Update the rows that begin at the line containing "like [(96, 271)]." and stop after the line containing "[(525, 269)]", rewriting every "scouting log" as "survey record". Output only those lines, with nothing else changed.

Listed entries:
------------------------

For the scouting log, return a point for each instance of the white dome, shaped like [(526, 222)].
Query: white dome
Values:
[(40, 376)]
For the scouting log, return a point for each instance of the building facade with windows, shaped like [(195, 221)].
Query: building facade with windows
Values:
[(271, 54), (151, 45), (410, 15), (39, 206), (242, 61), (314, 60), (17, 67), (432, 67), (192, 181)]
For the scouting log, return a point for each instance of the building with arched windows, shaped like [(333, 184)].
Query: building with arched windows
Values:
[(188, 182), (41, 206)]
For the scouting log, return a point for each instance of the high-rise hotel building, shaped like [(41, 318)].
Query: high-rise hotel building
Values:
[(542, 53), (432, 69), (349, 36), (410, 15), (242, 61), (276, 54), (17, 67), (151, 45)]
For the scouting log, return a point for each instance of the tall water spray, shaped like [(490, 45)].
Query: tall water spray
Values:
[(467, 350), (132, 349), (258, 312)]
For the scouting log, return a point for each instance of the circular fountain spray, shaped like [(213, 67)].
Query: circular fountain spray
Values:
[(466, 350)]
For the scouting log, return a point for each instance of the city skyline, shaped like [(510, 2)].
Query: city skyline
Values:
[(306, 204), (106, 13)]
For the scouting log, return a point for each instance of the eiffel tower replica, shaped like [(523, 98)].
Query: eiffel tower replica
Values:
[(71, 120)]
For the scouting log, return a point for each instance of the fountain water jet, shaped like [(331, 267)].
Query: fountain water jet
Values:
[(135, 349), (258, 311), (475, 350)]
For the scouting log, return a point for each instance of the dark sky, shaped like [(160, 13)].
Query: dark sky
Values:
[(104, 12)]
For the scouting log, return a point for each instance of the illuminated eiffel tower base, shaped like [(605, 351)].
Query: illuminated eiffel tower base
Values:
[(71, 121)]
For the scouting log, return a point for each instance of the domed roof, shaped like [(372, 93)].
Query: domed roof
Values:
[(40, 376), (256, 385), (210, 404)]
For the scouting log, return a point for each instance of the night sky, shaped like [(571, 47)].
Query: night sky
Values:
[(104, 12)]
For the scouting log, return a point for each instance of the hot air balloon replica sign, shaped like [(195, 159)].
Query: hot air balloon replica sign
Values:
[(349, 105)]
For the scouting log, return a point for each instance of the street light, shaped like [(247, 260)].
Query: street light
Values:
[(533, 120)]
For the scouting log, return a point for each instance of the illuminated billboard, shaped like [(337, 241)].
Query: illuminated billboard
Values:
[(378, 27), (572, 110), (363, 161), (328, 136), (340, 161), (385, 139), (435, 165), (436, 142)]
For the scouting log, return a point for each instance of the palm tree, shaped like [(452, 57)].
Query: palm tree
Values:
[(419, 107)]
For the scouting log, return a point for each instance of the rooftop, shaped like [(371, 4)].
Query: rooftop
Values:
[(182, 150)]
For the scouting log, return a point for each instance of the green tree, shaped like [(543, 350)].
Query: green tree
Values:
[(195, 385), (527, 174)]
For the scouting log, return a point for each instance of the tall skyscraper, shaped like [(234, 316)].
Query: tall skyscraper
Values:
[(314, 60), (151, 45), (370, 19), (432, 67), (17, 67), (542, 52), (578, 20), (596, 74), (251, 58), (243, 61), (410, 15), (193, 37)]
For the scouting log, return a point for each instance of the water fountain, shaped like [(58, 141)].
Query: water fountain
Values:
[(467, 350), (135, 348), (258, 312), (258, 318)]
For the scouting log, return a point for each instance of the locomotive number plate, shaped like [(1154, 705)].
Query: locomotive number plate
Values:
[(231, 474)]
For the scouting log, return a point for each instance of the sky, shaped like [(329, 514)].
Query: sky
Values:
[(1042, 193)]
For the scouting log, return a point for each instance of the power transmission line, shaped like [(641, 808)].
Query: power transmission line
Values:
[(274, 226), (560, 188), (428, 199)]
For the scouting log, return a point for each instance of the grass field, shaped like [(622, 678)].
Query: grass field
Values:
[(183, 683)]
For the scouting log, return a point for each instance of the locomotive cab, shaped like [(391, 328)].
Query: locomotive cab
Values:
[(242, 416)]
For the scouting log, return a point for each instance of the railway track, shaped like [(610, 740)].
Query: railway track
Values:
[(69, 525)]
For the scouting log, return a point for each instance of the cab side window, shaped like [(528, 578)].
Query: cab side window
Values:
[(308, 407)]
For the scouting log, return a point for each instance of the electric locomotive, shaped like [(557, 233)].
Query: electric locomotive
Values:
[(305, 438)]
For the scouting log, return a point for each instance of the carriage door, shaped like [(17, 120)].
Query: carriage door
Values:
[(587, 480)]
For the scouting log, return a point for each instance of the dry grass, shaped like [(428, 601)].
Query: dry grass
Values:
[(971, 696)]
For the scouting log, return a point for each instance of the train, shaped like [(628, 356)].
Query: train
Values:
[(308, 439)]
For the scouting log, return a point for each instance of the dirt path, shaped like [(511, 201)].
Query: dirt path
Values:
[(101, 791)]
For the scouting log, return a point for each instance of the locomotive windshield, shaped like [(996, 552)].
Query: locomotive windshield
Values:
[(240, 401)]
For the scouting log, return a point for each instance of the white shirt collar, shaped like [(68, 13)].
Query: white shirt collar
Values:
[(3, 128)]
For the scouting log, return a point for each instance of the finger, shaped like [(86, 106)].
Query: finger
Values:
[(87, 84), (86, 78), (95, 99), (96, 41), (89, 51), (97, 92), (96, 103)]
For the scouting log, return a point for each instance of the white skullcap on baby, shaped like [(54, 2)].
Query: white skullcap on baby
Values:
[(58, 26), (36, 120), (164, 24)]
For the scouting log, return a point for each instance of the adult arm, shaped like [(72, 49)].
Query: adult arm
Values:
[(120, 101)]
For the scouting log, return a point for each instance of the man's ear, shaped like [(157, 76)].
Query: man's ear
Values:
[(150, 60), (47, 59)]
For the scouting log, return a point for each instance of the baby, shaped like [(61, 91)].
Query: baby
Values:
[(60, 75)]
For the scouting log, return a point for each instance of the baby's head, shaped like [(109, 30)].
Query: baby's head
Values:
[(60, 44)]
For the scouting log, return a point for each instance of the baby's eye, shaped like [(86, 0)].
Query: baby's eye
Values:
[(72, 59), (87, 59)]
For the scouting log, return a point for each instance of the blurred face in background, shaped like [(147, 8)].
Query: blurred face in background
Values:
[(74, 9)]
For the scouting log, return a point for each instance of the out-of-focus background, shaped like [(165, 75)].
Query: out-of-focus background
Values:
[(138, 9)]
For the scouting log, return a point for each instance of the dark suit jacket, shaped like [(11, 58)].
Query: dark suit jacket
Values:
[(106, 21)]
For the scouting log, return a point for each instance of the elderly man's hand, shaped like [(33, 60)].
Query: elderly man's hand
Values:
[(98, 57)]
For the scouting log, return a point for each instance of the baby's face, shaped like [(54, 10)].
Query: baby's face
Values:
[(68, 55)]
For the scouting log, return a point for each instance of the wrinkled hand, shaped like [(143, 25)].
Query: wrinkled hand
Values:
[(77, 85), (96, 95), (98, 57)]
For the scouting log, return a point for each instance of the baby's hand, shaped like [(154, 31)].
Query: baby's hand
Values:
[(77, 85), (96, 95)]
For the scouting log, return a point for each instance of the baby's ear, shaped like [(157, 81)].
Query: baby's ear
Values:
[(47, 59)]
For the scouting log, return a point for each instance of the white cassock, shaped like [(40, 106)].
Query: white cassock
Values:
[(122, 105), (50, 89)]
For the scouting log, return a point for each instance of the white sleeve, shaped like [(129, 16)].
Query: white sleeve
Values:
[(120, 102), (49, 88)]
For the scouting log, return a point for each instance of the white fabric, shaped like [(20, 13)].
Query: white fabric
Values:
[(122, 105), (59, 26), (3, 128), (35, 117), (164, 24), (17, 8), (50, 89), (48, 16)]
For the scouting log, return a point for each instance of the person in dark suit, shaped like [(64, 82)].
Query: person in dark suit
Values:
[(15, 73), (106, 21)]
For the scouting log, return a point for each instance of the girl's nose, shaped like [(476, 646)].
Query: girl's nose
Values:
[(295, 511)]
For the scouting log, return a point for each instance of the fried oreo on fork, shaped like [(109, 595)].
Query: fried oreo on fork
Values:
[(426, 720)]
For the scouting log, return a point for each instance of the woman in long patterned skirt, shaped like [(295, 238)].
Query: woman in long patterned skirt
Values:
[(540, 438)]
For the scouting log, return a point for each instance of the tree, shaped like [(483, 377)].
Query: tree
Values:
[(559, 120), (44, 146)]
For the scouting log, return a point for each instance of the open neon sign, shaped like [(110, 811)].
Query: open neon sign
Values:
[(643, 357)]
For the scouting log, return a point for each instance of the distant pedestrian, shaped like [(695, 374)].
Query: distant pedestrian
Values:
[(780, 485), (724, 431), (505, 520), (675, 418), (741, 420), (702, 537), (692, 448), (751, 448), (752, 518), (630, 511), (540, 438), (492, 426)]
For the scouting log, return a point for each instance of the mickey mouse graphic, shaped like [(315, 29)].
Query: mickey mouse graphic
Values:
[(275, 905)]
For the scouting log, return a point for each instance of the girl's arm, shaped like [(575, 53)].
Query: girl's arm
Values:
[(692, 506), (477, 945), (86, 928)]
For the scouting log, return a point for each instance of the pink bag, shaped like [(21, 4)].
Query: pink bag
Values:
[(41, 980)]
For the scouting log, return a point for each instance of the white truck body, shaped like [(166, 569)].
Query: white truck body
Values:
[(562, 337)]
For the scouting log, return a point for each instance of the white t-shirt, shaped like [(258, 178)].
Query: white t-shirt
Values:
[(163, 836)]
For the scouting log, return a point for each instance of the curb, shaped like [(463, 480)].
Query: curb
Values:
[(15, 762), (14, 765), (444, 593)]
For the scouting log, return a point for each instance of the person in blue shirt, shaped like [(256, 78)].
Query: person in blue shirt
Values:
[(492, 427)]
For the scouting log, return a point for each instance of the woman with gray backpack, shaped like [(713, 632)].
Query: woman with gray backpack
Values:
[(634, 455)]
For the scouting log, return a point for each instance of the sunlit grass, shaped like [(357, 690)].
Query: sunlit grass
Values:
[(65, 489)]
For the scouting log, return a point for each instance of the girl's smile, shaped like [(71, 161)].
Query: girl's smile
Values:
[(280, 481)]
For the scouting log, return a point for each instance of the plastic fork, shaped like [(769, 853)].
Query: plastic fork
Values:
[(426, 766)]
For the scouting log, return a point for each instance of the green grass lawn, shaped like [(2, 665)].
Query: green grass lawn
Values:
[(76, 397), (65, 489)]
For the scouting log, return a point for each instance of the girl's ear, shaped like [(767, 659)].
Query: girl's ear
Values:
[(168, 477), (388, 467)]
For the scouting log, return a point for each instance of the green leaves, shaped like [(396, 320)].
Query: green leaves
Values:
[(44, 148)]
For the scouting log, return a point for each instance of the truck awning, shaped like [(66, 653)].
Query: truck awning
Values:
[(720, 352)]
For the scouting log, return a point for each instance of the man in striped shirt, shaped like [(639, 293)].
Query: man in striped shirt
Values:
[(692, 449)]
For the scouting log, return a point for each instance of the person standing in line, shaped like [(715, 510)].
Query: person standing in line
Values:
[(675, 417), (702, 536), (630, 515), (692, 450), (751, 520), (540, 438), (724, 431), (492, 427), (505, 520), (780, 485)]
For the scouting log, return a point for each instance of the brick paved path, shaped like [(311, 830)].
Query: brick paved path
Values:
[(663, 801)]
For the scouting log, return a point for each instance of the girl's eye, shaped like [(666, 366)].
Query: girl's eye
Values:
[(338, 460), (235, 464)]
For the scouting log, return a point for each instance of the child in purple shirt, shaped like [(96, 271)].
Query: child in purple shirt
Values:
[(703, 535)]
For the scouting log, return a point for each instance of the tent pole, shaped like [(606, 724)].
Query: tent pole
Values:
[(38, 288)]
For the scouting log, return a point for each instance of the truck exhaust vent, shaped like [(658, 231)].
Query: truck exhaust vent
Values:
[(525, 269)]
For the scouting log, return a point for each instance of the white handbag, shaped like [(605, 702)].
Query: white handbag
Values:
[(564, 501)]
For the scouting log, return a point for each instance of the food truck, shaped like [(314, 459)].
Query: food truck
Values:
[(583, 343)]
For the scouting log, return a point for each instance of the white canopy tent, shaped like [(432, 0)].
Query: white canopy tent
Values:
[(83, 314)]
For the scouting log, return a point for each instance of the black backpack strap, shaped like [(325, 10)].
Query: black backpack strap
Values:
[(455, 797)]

------------------------

Written solution:
For the survey record, return a point for each instance of the child in purple shirt, shaped like [(96, 271)].
Query: child in purple shirt
Values:
[(703, 535)]
For the survey record, return a point for each instance of the tent pole, shaped like [(606, 724)].
Query: tent pole
Values:
[(38, 288)]
For the survey record, return a point for each instance of the truck exhaust vent, shaped like [(658, 231)].
Query: truck exhaust vent
Values:
[(525, 269)]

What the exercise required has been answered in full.